Reading text:

+++

Wednesday, June 1
Cancer Survivorship and the Social Worker
Great progress in treating and curing cancer has been made in recent decades, and today there are over 12 million cancer survivors in our country. Over 65 percent of people diagnosed with cancer are living longer than five years after diagnosis (American Cancer Society, 2010). The cancer survivorship movement began twenty-five years ago when a small group of twenty-five individuals met in Albuquerque, New Mexico, and decided to create a grassroots organization to bring attention to the concerns and needs of persons living with cancer. Named the National Coalition for Cancer Survivorship (NCCS), they defined survivorship broadly: “From the moment of diagnosis and for the balance of life, an individual diagnosed with cancer is a survivor” (National Coalition for Cancer Survivorship, 2011). This definition has become the standard definition for cancer survivors in our country.
As the survivorship movement grew, it was decided that an annual celebration of survivorship would be another way to call attention to the fact that cancer was no longer a death sentence, and that people could live full and meaningful lives after cancer. The first National Cancer Survivors Day® was held on June 5, 1988. Since that time, hundreds of celebrations and activities take place each year on the first Sunday in June. The nonprofit National Cancer Survivors Day Foundation supports hundreds of hospitals, support groups, and other cancer-related organizations that host National Cancer Survivors Day events in their communities by providing free guidance, education, and networking. To check for an event in your area, visit www.ncsdf.org.
Cancer is a disease that social workers must pay attention to and understand in some measure. We each will know survivors personally, and many social workers will work with clients in a variety of settings who are living with cancer. Several tenets are central to cancer survivorship. Space limitations allow us to cover only a few: self advocacy, survivorship plans, and hope.

+++

What to do:
Write out the complete passage on cancer survivorship and the social worker, keeping every word and mark identical to the original.

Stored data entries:

+++

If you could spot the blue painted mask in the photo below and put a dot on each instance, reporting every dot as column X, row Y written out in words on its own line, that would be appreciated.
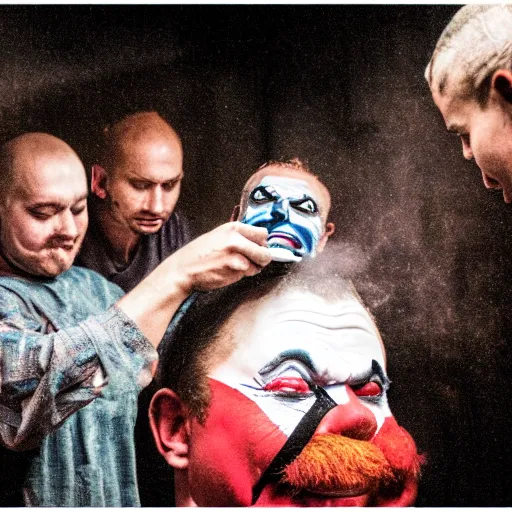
column 287, row 208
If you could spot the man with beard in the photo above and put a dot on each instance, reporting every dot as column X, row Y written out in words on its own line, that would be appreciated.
column 274, row 394
column 74, row 350
column 135, row 185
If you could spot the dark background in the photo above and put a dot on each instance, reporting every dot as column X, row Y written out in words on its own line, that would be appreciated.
column 342, row 88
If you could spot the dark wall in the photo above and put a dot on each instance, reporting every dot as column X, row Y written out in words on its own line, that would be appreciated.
column 341, row 87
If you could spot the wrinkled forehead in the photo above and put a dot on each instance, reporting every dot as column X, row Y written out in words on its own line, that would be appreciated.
column 340, row 337
column 59, row 177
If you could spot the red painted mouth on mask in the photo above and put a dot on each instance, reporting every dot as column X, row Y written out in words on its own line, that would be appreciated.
column 272, row 496
column 283, row 240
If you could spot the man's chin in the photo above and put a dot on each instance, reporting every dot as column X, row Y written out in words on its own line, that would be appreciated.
column 274, row 496
column 148, row 227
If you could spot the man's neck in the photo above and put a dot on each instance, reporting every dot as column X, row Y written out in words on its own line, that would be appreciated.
column 122, row 241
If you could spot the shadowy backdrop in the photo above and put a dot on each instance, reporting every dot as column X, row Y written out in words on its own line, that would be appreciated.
column 342, row 88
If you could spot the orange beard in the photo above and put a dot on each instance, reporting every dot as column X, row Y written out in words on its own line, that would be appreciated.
column 334, row 464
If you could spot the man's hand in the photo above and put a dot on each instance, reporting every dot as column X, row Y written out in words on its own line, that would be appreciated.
column 215, row 259
column 221, row 257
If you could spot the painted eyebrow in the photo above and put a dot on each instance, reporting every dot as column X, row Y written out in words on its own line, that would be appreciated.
column 297, row 354
column 455, row 129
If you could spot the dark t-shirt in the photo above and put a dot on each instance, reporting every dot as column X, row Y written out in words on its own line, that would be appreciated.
column 152, row 249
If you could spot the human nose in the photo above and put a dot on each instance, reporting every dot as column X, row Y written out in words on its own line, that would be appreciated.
column 66, row 224
column 466, row 149
column 280, row 210
column 156, row 201
column 351, row 419
column 490, row 182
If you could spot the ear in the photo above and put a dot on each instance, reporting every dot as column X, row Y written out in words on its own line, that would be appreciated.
column 99, row 181
column 168, row 419
column 236, row 213
column 329, row 230
column 502, row 83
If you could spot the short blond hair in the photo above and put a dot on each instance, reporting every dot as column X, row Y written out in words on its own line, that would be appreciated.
column 476, row 43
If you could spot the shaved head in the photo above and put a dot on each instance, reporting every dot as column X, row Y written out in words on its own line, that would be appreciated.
column 290, row 168
column 43, row 204
column 124, row 140
column 21, row 155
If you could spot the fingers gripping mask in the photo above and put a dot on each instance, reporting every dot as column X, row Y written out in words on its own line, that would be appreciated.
column 288, row 209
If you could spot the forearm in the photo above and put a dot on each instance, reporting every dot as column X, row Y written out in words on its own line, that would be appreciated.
column 46, row 378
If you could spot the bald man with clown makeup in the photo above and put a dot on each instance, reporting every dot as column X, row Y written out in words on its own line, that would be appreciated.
column 287, row 199
column 274, row 393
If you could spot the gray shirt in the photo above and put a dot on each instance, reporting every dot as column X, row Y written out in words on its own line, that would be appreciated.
column 151, row 250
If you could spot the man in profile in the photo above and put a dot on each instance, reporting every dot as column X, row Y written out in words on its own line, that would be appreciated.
column 470, row 77
column 135, row 186
column 274, row 394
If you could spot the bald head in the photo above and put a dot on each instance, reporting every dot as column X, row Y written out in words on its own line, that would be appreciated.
column 128, row 139
column 292, row 169
column 24, row 155
column 476, row 43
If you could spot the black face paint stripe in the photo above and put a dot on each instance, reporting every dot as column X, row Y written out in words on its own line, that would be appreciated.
column 298, row 439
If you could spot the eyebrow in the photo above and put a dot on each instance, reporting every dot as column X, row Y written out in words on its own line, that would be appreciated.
column 136, row 177
column 56, row 204
column 297, row 354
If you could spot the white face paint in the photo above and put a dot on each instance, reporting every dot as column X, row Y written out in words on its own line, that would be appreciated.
column 289, row 209
column 288, row 340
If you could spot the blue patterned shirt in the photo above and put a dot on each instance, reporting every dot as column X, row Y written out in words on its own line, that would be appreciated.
column 71, row 368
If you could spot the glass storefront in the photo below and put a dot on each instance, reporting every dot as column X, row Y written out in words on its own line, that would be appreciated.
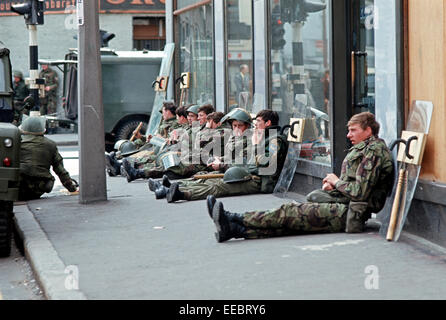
column 321, row 60
column 195, row 45
column 239, row 59
column 300, row 71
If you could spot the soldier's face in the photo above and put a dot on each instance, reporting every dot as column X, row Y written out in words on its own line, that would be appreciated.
column 202, row 117
column 356, row 134
column 238, row 127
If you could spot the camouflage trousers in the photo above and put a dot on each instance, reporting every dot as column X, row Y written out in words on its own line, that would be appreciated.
column 201, row 188
column 154, row 170
column 33, row 187
column 296, row 218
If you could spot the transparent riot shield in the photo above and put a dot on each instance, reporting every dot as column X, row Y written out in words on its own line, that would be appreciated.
column 418, row 121
column 160, row 96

+++

Solution for this task:
Wednesday, June 1
Cancer Survivorship and the Social Worker
Great progress in treating and curing cancer has been made in recent decades, and today there are over 12 million cancer survivors in our country. Over 65 percent of people diagnosed with cancer are living longer than five years after diagnosis (American Cancer Society, 2010). The cancer survivorship movement began twenty-five years ago when a small group of twenty-five individuals met in Albuquerque, New Mexico, and decided to create a grassroots organization to bring attention to the concerns and needs of persons living with cancer. Named the National Coalition for Cancer Survivorship (NCCS), they defined survivorship broadly: “From the moment of diagnosis and for the balance of life, an individual diagnosed with cancer is a survivor” (National Coalition for Cancer Survivorship, 2011). This definition has become the standard definition for cancer survivors in our country.
As the survivorship movement grew, it was decided that an annual celebration of survivorship would be another way to call attention to the fact that cancer was no longer a death sentence, and that people could live full and meaningful lives after cancer. The first National Cancer Survivors Day® was held on June 5, 1988. Since that time, hundreds of celebrations and activities take place each year on the first Sunday in June. The nonprofit National Cancer Survivors Day Foundation supports hundreds of hospitals, support groups, and other cancer-related organizations that host National Cancer Survivors Day events in their communities by providing free guidance, education, and networking. To check for an event in your area, visit www.ncsdf.org.
Cancer is a disease that social workers must pay attention to and understand in some measure. We each will know survivors personally, and many social workers will work with clients in a variety of settings who are living with cancer. Several tenets are central to cancer survivorship. Space limitations allow us to cover only a few: self advocacy, survivorship plans, and hope.